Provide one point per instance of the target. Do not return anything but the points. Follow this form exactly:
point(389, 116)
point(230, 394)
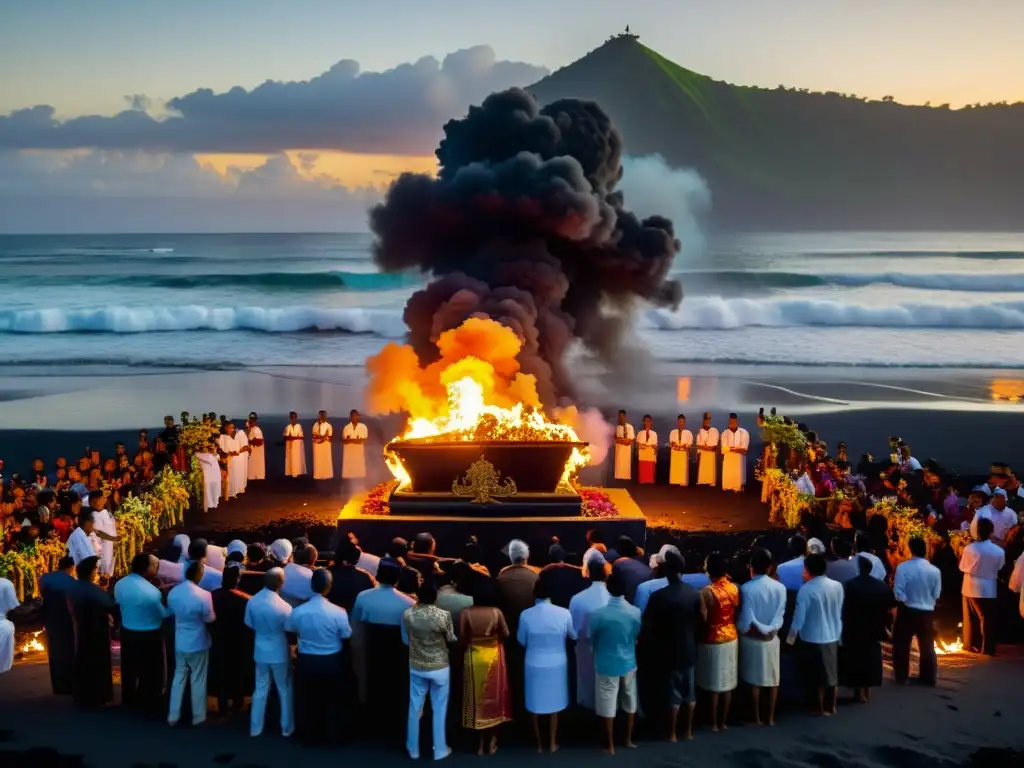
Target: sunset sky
point(121, 66)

_ _ _ _ _ _ _

### УСЛОВИЕ ЗАДАЧИ:
Обнови записи: приведи их заново целиком, заменив «sunset sky» на «evening sky» и больше ничего не меняя. Картинки в ответ не включай.

### РЕШЕНИЕ ЗАДАЧИ:
Provide one point per instance of the target. Do not return anything but the points. Follow this form exactly:
point(389, 116)
point(230, 394)
Target: evening sky
point(121, 66)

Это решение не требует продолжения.